-------- Brano estratto

Il diritto all'oblio è frutto di elaborazioni dottrinarie, giurisprudenziali e delle Autorità Garanti europee ed è definibile quale diritto dell’individuo ad essere dimenticato e a non vedere pubblicate notizie ormai appartenenti al passato e che nulla hanno a che fare con la vita attuale del soggetto mira a salvaguardare la riservatezza dell'individuo.
Come fondamento normativo del diritto all'oblio, il Codice della Privacy – d.lgs. 196/2003 - prevedeva all’art. 11 l’illegittimità del trattamento qualora i dati fossero conservati in una forma che consentisse l'identificazione dell'interessato per un periodo di tempo superiore a quello necessario agli scopi per i quali sono stati raccolti o trattati. L’interessato aveva il diritto di conoscere in ogni momento chi possiede i suoi dati personali e come li adopera, nonché di opporsi al trattamento dei medesimi, ancorché pertinenti allo scopo della raccolta, ovvero di ingerirsi al riguardo, chiedendone la cancellazione, la trasformazione, il blocco, ovvero la rettificazione, l’aggiornamento, l’integrazione (art. 17 d.lgs. n. 196/2003).
Anche la giurisprudenza ha avuto modo di occuparsene, riconoscendo il diritto e meglio delineandolo (per es. Cass., 9/4/1998, n. 3679; Cass., 25/6/2004, n. 11864; Cass. 05/04/2012 n. 5525; Cass.26/06/2013 n. 16111; Cass. 24/06/2016 n. 13161).
Nel Nuovo Regolamento – GDPR – in vigore dal 25 maggio 2018, il diritto all'oblio è recepito all'art. 17 che prevede che l'interessato ha il diritto di ottenere dal titolare del trattamento la cancellazione dei dati personali che lo riguardano senza ingiustificato ritardo e il titolare del trattamento ha l'obbligo di cancellare senza ingiustificato ritardo i dati personali, se sussiste uno dei motivi seguenti:
a) i dati non sono più necessari rispetto alle finalità per le quali sono stati raccolti o altrimenti trattati;
b) l’interessato ritira il consenso su cui si basa il trattamento e non sussiste altro motivo legittimo per trattare i dati;
c) l'interessato si oppone al trattamento dei dati personali e non sussiste alcun motivo legittimo prevalente per procedere al trattamento;
d) i dati sono stati trattati illecitamente;
e) i dati devono essere cancellati per adempiere un obbligo legale previsto dal diritto dell'Unione o degli Stati membri cui è soggetto il titolare del trattamento;
f) i dati sono stati raccolti relativamente all'offerta di servizi della società dell’informazione.

----------------
-------- Righe fornite

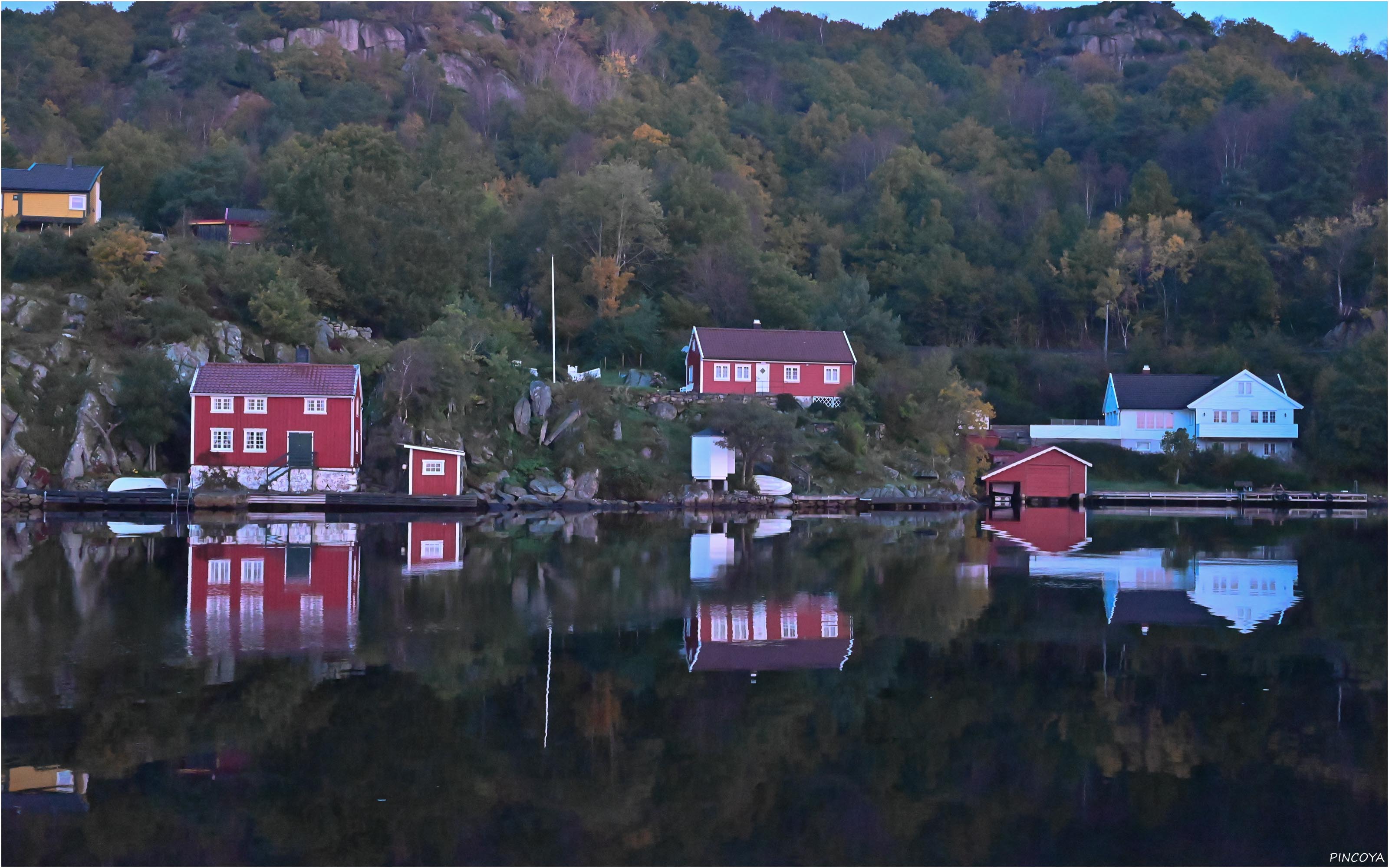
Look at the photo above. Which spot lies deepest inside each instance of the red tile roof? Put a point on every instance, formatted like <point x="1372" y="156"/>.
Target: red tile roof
<point x="774" y="345"/>
<point x="245" y="378"/>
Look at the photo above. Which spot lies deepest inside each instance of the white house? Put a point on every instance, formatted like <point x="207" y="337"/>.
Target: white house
<point x="1242" y="413"/>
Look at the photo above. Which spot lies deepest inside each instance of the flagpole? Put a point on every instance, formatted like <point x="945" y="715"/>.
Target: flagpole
<point x="555" y="359"/>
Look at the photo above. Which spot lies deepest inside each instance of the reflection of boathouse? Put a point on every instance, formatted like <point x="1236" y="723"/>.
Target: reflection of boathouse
<point x="806" y="632"/>
<point x="277" y="589"/>
<point x="432" y="546"/>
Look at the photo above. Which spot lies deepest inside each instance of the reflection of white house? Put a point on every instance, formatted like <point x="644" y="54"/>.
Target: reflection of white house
<point x="1141" y="587"/>
<point x="710" y="556"/>
<point x="1242" y="413"/>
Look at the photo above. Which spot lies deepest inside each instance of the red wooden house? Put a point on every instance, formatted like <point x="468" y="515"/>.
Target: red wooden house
<point x="286" y="427"/>
<point x="810" y="366"/>
<point x="274" y="589"/>
<point x="1041" y="473"/>
<point x="432" y="546"/>
<point x="806" y="632"/>
<point x="434" y="470"/>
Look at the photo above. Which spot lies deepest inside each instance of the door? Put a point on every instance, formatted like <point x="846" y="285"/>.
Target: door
<point x="300" y="449"/>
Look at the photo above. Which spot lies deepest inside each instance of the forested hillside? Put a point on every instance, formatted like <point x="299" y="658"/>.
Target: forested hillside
<point x="941" y="181"/>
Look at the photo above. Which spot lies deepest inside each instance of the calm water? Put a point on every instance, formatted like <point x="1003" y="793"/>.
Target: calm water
<point x="1053" y="687"/>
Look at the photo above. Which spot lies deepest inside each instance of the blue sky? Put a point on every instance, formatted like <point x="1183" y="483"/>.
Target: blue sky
<point x="1333" y="23"/>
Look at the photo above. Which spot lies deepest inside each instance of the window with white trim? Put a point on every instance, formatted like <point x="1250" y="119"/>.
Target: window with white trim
<point x="223" y="439"/>
<point x="828" y="624"/>
<point x="788" y="624"/>
<point x="220" y="571"/>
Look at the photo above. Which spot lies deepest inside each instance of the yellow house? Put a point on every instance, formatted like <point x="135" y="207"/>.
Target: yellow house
<point x="52" y="195"/>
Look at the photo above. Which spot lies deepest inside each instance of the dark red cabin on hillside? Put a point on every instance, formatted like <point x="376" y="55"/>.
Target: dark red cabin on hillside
<point x="810" y="366"/>
<point x="1040" y="473"/>
<point x="284" y="427"/>
<point x="434" y="470"/>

----------------

→ **Consegna**
Duplica fedelmente il passo del brano sul diritto all'oblio che va da "Anche la giurisprudenza" fino a "24/06/2016 n. 13161)." incluso. Le righe non hanno alcun legame con il brano.

→ **Risultato atteso**
Anche la giurisprudenza ha avuto modo di occuparsene, riconoscendo il diritto e meglio delineandolo (per es. Cass., 9/4/1998, n. 3679; Cass., 25/6/2004, n. 11864; Cass. 05/04/2012 n. 5525; Cass.26/06/2013 n. 16111; Cass. 24/06/2016 n. 13161).